>> BEGIN

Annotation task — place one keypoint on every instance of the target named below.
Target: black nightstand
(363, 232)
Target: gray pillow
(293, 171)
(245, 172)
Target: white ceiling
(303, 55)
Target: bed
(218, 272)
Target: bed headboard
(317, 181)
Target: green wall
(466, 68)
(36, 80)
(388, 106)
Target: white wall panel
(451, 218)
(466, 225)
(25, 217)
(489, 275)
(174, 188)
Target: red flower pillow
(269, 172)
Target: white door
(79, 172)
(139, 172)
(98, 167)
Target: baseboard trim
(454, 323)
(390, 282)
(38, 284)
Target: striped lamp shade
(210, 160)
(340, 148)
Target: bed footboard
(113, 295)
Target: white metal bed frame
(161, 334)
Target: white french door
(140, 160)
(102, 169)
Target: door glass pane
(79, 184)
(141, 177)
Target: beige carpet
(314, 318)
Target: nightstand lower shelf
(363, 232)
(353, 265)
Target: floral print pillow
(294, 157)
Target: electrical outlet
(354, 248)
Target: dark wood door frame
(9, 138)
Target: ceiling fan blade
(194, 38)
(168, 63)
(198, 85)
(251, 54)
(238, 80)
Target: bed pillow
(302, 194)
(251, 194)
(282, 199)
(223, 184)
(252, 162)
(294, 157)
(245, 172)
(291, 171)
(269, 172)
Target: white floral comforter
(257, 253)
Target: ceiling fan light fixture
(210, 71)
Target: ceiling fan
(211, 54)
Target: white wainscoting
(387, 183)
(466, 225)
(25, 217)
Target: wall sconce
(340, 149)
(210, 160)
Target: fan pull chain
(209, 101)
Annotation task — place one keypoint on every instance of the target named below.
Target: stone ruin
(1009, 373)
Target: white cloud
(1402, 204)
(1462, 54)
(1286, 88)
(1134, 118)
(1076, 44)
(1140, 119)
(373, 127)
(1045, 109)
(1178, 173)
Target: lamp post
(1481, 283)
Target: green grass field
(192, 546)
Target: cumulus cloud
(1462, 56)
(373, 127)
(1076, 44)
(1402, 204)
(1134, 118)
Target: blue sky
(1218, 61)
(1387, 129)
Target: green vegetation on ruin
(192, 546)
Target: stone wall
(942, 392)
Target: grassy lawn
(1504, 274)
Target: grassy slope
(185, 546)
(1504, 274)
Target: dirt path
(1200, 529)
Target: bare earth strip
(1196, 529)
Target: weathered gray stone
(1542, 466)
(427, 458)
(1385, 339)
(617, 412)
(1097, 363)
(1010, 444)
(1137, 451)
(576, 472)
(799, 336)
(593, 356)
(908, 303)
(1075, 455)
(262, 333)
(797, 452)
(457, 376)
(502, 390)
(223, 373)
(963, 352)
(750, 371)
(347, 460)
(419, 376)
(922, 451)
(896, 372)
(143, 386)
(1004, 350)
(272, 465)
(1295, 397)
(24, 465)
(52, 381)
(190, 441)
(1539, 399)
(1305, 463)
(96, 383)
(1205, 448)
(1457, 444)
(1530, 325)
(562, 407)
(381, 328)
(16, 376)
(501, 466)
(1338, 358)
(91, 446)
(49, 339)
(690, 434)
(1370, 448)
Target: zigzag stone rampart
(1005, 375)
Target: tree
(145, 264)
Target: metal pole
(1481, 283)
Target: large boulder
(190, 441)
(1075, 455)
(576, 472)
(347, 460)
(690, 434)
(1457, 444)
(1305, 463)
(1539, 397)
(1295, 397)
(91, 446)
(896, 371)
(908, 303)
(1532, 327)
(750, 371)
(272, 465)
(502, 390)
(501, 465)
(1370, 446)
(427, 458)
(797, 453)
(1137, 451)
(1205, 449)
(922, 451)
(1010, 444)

>> END

Exercise goal — Render every line of the listing above as a Markdown table with the columns No. and Line, numbering each row and leaving out any blank lines.

Result of the exercise —
| No. | Line |
|---|---|
| 1 | Annotation task — place one keypoint on every instance of the target named below. |
| 2 | Target: black nightstand |
| 3 | (363, 232) |
| 4 | Target: gray pillow |
| 5 | (293, 171) |
| 6 | (245, 172) |
| 7 | Target: white ceiling |
| 8 | (303, 55) |
| 9 | Target: bed |
| 10 | (218, 272) |
| 11 | Target: bed headboard |
| 12 | (317, 181) |
| 13 | Target: green wall |
| 14 | (466, 68) |
| 15 | (36, 80) |
| 16 | (388, 106) |
| 17 | Target: white wall panel |
| 18 | (451, 218) |
| 19 | (466, 225) |
| 20 | (25, 217) |
| 21 | (489, 275) |
| 22 | (174, 188) |
| 23 | Target: red flower pillow |
| 24 | (269, 172) |
| 25 | Target: white door |
| 26 | (79, 172) |
| 27 | (139, 172) |
| 28 | (98, 167) |
| 29 | Target: baseboard trim |
| 30 | (454, 323) |
| 31 | (390, 282) |
| 32 | (38, 284) |
| 33 | Target: striped lamp shade |
| 34 | (210, 160) |
| 35 | (340, 148) |
| 36 | Target: bed footboard |
| 37 | (113, 295) |
| 38 | Target: white metal bed frame |
| 39 | (161, 334) |
| 40 | Target: white french door |
| 41 | (140, 160) |
| 42 | (102, 169) |
| 43 | Target: door glass pane |
| 44 | (79, 184) |
| 45 | (141, 177) |
| 46 | Target: beige carpet |
| 47 | (314, 318) |
| 48 | Target: nightstand lower shelf |
| 49 | (363, 232) |
| 50 | (353, 265) |
| 51 | Target: floral print pillow |
| 52 | (294, 157) |
| 53 | Target: electrical outlet |
| 54 | (354, 248) |
| 55 | Target: dark wood door frame |
| 56 | (9, 138) |
| 57 | Target: ceiling fan blade |
| 58 | (194, 38) |
| 59 | (168, 63) |
| 60 | (198, 85) |
| 61 | (251, 54) |
| 62 | (238, 80) |
| 63 | Target: bed pillow |
| 64 | (302, 194) |
| 65 | (251, 194) |
| 66 | (282, 199) |
| 67 | (223, 184) |
| 68 | (252, 162) |
| 69 | (294, 157) |
| 70 | (245, 172) |
| 71 | (291, 171) |
| 72 | (269, 172) |
| 73 | Target: white floral comforter |
| 74 | (257, 253) |
| 75 | Target: ceiling fan light fixture |
| 76 | (210, 71) |
| 77 | Target: ceiling fan |
| 78 | (211, 54) |
| 79 | Target: white wainscoting |
| 80 | (387, 183) |
| 81 | (466, 225) |
| 82 | (25, 217) |
| 83 | Target: wall sconce |
| 84 | (340, 149) |
| 85 | (210, 160) |
| 86 | Target: fan pull chain |
| 87 | (209, 101) |
| 88 | Annotation task — place one keypoint on every instance of the target named below. |
| 89 | Target: stone ruin |
| 90 | (1009, 373) |
| 91 | Target: white cloud |
| 92 | (1402, 204) |
| 93 | (1462, 54) |
| 94 | (1286, 88) |
| 95 | (1134, 118) |
| 96 | (1076, 44) |
| 97 | (1140, 119) |
| 98 | (373, 127) |
| 99 | (1045, 109) |
| 100 | (1178, 173) |
| 101 | Target: lamp post |
| 102 | (1481, 283) |
| 103 | Target: green grass field |
| 104 | (192, 546) |
| 105 | Target: cumulus cloud |
| 106 | (1462, 56) |
| 107 | (373, 127) |
| 108 | (1076, 44) |
| 109 | (1402, 204) |
| 110 | (1134, 118) |
| 111 | Target: blue sky |
| 112 | (1218, 61) |
| 113 | (1387, 129) |
| 114 | Target: green vegetation on ruin |
| 115 | (192, 546) |
| 116 | Target: stone wall |
| 117 | (942, 392) |
| 118 | Target: grassy lawn |
| 119 | (1504, 274) |
| 120 | Target: grassy slope |
| 121 | (185, 546) |
| 122 | (1504, 274) |
| 123 | Target: dirt path |
| 124 | (1200, 529) |
| 125 | Target: bare earth strip |
| 126 | (1196, 529) |
| 127 | Target: weathered gray stone |
| 128 | (1542, 466) |
| 129 | (427, 458) |
| 130 | (1385, 339) |
| 131 | (617, 412) |
| 132 | (1097, 363) |
| 133 | (1010, 444) |
| 134 | (1137, 451) |
| 135 | (576, 472) |
| 136 | (799, 336) |
| 137 | (593, 356) |
| 138 | (908, 303) |
| 139 | (1075, 455) |
| 140 | (262, 333) |
| 141 | (797, 452) |
| 142 | (457, 376) |
| 143 | (502, 390) |
| 144 | (223, 373) |
| 145 | (963, 352) |
| 146 | (750, 371) |
| 147 | (347, 460) |
| 148 | (419, 376) |
| 149 | (922, 451) |
| 150 | (896, 372) |
| 151 | (143, 386) |
| 152 | (1004, 350) |
| 153 | (272, 465) |
| 154 | (1295, 397) |
| 155 | (24, 465) |
| 156 | (52, 381) |
| 157 | (190, 441) |
| 158 | (1539, 399) |
| 159 | (1305, 463) |
| 160 | (96, 383) |
| 161 | (1205, 448) |
| 162 | (1457, 444) |
| 163 | (1530, 325) |
| 164 | (562, 407) |
| 165 | (381, 328) |
| 166 | (16, 376) |
| 167 | (501, 466) |
| 168 | (1338, 358) |
| 169 | (91, 446) |
| 170 | (49, 339) |
| 171 | (690, 434) |
| 172 | (1370, 448) |
| 173 | Target: zigzag stone rampart |
| 174 | (1005, 375) |
| 175 | Target: tree |
| 176 | (145, 264) |
| 177 | Target: metal pole |
| 178 | (1481, 283) |
| 179 | Target: large boulder |
| 180 | (190, 441) |
| 181 | (1075, 455) |
| 182 | (576, 472) |
| 183 | (347, 460) |
| 184 | (690, 434) |
| 185 | (1457, 444) |
| 186 | (1305, 463) |
| 187 | (1539, 397) |
| 188 | (1295, 397) |
| 189 | (91, 446) |
| 190 | (896, 371) |
| 191 | (908, 303) |
| 192 | (1532, 327) |
| 193 | (750, 371) |
| 194 | (272, 465) |
| 195 | (502, 390) |
| 196 | (501, 465) |
| 197 | (1370, 446) |
| 198 | (427, 458) |
| 199 | (797, 453) |
| 200 | (1137, 451) |
| 201 | (1205, 449) |
| 202 | (922, 451) |
| 203 | (1010, 444) |